===== TEXTE FOURNI

Banco de Santander observe que le mandat du président et des membres du TEAC a une durée indéterminée et qu’il peut être à vie jusqu’au départ à la retraite. De plus, d’après elle, le fait que le président et les membres du TEAC sont nommés et révoqués par décret du conseil des ministres, qui est l’organe collégial suprême du pouvoir exécutif, évite toute ingérence de l’administration fiscale. En outre, selon Banco de Santander, le pouvoir d’un gouvernement de nommer, de révoquer ou de ne pas renouveler le mandat des membres d’une juridiction n’affecte pas, en soi, leur indépendance. Elle soutient également que le pouvoir de nommer et de révoquer des membres discrétionnairement n’est pas surprenant, puisqu’il s’agit de mandats sans limite de temps. En réalité, les conséquences de ce pouvoir sont analogues à celles du pouvoir de ne pas renouveler un mandat lorsqu’il a une durée déterminée.

22.

==========
===== SECTION DES DONNÉES

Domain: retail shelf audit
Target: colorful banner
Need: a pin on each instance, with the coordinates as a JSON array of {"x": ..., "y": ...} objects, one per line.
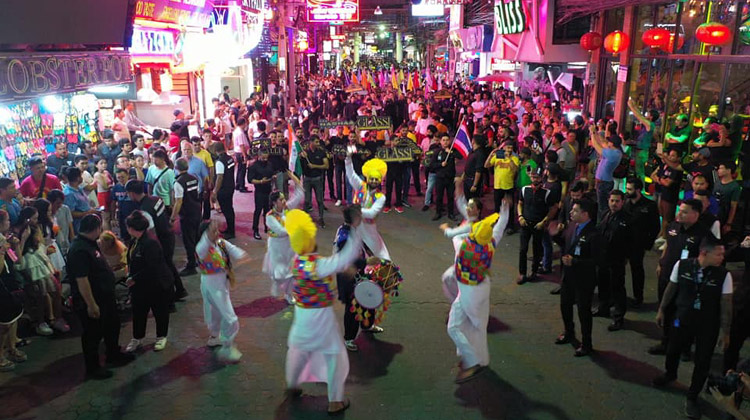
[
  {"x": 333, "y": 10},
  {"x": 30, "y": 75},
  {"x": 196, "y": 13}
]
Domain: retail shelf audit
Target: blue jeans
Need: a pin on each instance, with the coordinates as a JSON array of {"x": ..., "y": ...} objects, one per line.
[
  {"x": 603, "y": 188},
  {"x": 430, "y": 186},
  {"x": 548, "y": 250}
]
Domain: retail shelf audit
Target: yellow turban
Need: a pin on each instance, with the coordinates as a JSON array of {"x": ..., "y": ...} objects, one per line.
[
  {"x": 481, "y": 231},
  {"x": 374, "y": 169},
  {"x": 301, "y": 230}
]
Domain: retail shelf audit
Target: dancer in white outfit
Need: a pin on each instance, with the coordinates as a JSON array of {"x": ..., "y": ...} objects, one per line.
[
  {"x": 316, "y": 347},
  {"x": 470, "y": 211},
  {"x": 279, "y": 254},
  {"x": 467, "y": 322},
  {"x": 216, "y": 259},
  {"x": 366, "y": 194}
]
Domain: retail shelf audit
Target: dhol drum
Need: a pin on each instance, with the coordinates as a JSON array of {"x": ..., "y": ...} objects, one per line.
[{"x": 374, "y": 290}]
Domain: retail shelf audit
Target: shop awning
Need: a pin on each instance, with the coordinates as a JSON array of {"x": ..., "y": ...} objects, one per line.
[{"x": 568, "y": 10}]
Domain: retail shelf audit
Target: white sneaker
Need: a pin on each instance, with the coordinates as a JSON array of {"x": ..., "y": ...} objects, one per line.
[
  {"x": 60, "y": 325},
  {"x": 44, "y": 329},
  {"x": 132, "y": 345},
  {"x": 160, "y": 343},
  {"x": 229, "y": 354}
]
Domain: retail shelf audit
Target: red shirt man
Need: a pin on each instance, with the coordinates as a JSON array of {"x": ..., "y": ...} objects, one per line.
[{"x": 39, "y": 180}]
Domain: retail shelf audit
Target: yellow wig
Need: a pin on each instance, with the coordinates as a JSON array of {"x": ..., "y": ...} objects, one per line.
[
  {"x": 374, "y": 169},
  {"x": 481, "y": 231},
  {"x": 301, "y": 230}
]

==========

> [CONSIGNE 1]: Relevez dans le texte sur le TEAC tous les pouvoirs qu'un gouvernement peut exercer sur le mandat des membres d'une juridiction, selon Banco de Santander.
> [CONSIGNE 2]: D'après le texte sur le TEAC, par quel acte le président et les membres de cet organe sont-ils nommés et révoqués ?
> [CONSIGNE 3]: Poursuivez le texte sur le TEAC à partir de sa dernière phrase.
Les items n'ont aucune utilité ici.

> [BONNE RÉPONSE 1]: Nommer, révoquer, ne pas renouveler le mandat.

> [BONNE RÉPONSE 2]: Par décret du conseil des ministres.

> [BONNE RÉPONSE 3]:
Le gouvernement espagnol indique que les membres des tribunaux économiques administratifs sont nommés pour une durée indéterminée et ne sont pas affectés par des changements dans la composition du gouvernement. Tel est le cas au sein du TEAC, dont les membres sont nommés pour un long mandat, qui peut durer des décennies, malgré les changements politiques survenant durant les législatures de quatre ans. En outre, selon le gouvernement espagnol, les membres des tribunaux économiques administratifs sont soumis aux mêmes règles d’abstention et de récusation que ceux des tribunaux administratifs. Ces règles sont expressément énoncées dans la législation espagnole et s’appliquent de manière parfaitement normale. L’indépendance des tribunaux économiques administratifs est renforcée par la faculté de leurs membres d’exprimer des opinions dissidentes.

23.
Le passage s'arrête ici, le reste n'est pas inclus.